▶ Exercise goal
Where a line of the listing below includes the word "target", reproduce that line.
Start of Supplied material
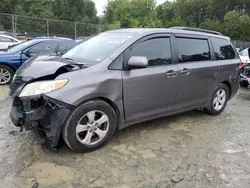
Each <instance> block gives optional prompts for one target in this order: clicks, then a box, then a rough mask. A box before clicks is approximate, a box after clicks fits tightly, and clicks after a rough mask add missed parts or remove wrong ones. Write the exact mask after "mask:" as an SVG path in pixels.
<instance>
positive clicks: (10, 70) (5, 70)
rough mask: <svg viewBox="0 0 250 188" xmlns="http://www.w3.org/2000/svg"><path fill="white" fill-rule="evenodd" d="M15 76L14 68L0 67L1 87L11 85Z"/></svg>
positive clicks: (0, 66) (5, 65) (3, 65)
mask: <svg viewBox="0 0 250 188" xmlns="http://www.w3.org/2000/svg"><path fill="white" fill-rule="evenodd" d="M13 76H14V71H13V70H12V68H10V67H9V66H6V65H0V85H5V84H8V85H9V84H10V83H11V82H12V79H13Z"/></svg>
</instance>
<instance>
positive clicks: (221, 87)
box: [205, 84, 229, 115]
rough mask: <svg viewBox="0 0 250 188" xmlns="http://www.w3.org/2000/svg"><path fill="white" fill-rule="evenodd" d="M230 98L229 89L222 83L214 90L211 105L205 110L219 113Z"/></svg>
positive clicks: (218, 114)
mask: <svg viewBox="0 0 250 188" xmlns="http://www.w3.org/2000/svg"><path fill="white" fill-rule="evenodd" d="M228 99H229V90H228V87H227V86H226V85H225V84H220V85H219V86H218V87H217V88H216V89H215V91H214V93H213V95H212V97H211V99H210V102H209V106H208V107H207V108H206V109H205V112H206V113H208V114H210V115H219V114H221V112H223V111H224V109H225V107H226V105H227V101H228Z"/></svg>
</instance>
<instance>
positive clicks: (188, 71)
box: [181, 68, 190, 75]
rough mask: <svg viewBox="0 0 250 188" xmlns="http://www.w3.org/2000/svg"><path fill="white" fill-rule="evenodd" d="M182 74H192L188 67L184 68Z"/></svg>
mask: <svg viewBox="0 0 250 188" xmlns="http://www.w3.org/2000/svg"><path fill="white" fill-rule="evenodd" d="M181 74H183V75H189V74H190V70H189V69H187V68H184V69H183V70H182V71H181Z"/></svg>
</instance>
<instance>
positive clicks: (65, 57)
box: [63, 57, 75, 61]
mask: <svg viewBox="0 0 250 188" xmlns="http://www.w3.org/2000/svg"><path fill="white" fill-rule="evenodd" d="M63 59H67V60H70V61H75V60H74V59H72V58H69V57H64V58H63Z"/></svg>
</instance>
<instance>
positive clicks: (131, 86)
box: [46, 29, 240, 128]
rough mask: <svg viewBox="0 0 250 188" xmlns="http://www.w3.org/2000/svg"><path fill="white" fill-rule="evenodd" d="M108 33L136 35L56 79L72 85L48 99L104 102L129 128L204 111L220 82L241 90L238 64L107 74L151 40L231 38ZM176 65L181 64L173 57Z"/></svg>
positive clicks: (141, 70)
mask: <svg viewBox="0 0 250 188" xmlns="http://www.w3.org/2000/svg"><path fill="white" fill-rule="evenodd" d="M109 32H133V33H137V35H136V36H135V37H133V38H131V39H129V40H128V41H127V42H126V43H124V44H123V45H122V46H121V47H120V48H119V49H117V50H116V51H115V52H114V53H113V54H111V55H110V57H108V58H106V59H105V60H103V61H102V62H100V63H99V64H97V65H94V66H91V67H89V68H86V69H81V70H78V71H75V72H68V73H65V74H61V75H59V76H58V77H57V78H56V79H64V78H67V79H69V82H68V83H67V85H66V86H65V87H63V88H62V89H59V90H57V91H53V92H51V93H48V94H46V95H47V96H49V97H51V98H54V99H56V100H59V101H63V102H65V103H68V104H71V105H74V106H77V105H79V104H81V103H83V102H86V101H89V100H93V99H96V98H103V99H104V100H107V101H110V102H111V103H112V104H113V105H115V108H117V109H118V111H119V116H120V124H119V125H118V128H124V127H126V126H128V125H131V124H134V123H138V122H142V121H146V120H149V119H154V118H157V117H162V116H166V115H171V114H175V113H179V112H182V111H186V110H190V109H194V108H198V107H205V106H206V105H207V103H208V101H209V98H210V97H211V95H212V92H213V91H214V89H215V88H216V87H217V86H218V85H219V84H220V83H221V82H225V81H227V82H229V83H230V84H231V86H232V88H233V89H232V90H233V91H235V92H236V91H237V89H236V88H238V85H237V84H238V78H239V70H238V67H237V63H238V62H239V61H240V60H239V59H234V60H229V61H227V60H226V61H206V62H193V63H192V62H191V63H183V64H172V65H166V66H156V67H148V68H144V69H133V70H109V69H108V67H109V65H110V64H111V63H112V62H113V60H115V59H116V58H117V57H118V56H119V55H120V54H121V53H122V52H124V51H125V50H126V49H127V48H128V47H130V46H131V45H132V44H134V43H135V42H136V41H138V40H139V39H141V38H142V37H145V36H148V35H153V34H167V35H169V36H171V40H173V39H172V38H173V35H171V33H175V35H183V34H185V35H187V36H192V37H193V36H194V37H202V38H208V37H209V36H213V37H218V38H224V39H227V40H228V38H227V37H224V36H219V35H212V34H207V33H200V32H193V31H182V30H175V29H122V30H115V31H109ZM172 42H173V41H172ZM173 48H174V46H173ZM211 50H212V51H213V49H211ZM212 58H214V55H212ZM173 60H174V62H175V61H176V57H175V54H174V52H173ZM125 63H126V62H125ZM173 72H174V74H172V73H173Z"/></svg>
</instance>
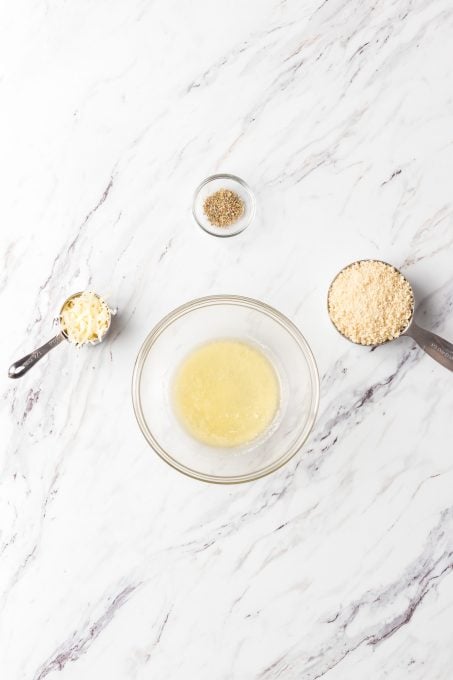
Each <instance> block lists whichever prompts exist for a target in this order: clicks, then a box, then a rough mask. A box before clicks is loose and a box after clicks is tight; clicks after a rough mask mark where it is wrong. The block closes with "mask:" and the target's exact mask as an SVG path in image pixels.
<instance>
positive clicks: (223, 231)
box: [193, 174, 255, 236]
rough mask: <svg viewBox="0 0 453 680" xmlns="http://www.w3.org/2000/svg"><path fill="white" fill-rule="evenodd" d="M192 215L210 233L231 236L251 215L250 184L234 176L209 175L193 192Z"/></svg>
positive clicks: (239, 229) (254, 210)
mask: <svg viewBox="0 0 453 680" xmlns="http://www.w3.org/2000/svg"><path fill="white" fill-rule="evenodd" d="M193 216H194V218H195V221H196V222H197V224H198V225H199V226H200V227H201V228H202V229H204V231H207V232H208V233H209V234H212V235H213V236H235V235H236V234H239V233H241V231H244V229H246V228H247V227H248V226H249V224H250V223H251V221H252V220H253V218H254V216H255V197H254V195H253V192H252V190H251V189H250V187H249V186H248V185H247V184H246V182H244V181H243V180H242V179H240V178H239V177H236V176H235V175H227V174H221V175H212V176H211V177H208V178H207V179H205V180H204V182H202V183H201V184H200V186H199V187H198V189H197V190H196V192H195V196H194V202H193Z"/></svg>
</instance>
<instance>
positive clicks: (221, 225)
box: [203, 189, 244, 227]
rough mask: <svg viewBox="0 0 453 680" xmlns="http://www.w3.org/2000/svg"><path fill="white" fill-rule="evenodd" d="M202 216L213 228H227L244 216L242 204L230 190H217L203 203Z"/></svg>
mask: <svg viewBox="0 0 453 680" xmlns="http://www.w3.org/2000/svg"><path fill="white" fill-rule="evenodd" d="M203 210H204V214H205V215H206V217H207V218H208V220H209V221H210V223H211V224H213V225H214V226H215V227H229V226H230V225H231V224H234V223H235V222H237V221H238V220H239V219H240V218H241V217H242V215H243V214H244V202H243V200H242V199H241V197H240V196H238V194H237V193H236V192H234V191H231V190H230V189H219V190H218V191H216V192H215V193H214V194H211V196H208V197H207V198H206V199H205V202H204V203H203Z"/></svg>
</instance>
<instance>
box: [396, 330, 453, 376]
mask: <svg viewBox="0 0 453 680" xmlns="http://www.w3.org/2000/svg"><path fill="white" fill-rule="evenodd" d="M405 335H409V336H410V337H411V338H413V340H415V342H416V343H417V345H419V346H420V347H421V348H422V349H423V350H425V352H426V354H429V356H430V357H432V358H433V359H435V360H436V361H438V362H439V364H442V366H445V368H448V369H449V370H450V371H453V344H452V343H451V342H448V340H444V338H441V337H439V336H438V335H436V334H435V333H431V331H427V330H425V329H424V328H420V326H417V324H415V323H414V322H412V323H411V325H410V326H409V328H408V329H407V331H406V333H405Z"/></svg>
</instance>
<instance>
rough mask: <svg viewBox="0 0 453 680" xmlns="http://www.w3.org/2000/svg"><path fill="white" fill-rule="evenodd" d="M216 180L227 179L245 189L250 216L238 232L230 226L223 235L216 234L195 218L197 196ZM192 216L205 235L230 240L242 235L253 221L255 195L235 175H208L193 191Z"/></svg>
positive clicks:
End of Supplied material
▶ Written response
Each <instance> block gives optional prompts for one target in this order: clicks, then a box, then a rough mask. A box before clicks is approximate, a box after clicks fits tightly, and clicks after a rough mask add missed parts or remove wrong ones. Write the exact mask after "mask:" as an SVG path in pixels.
Each <instance> block lists whichever prompts exist for a target in this order: clicks, then a box, then a rough mask. A box before clicks is loose and a box after clicks is tight; clicks after a rough mask mark where it is wrong. The block closes with "mask:" and the target's exact mask as an SVG path in image pixels.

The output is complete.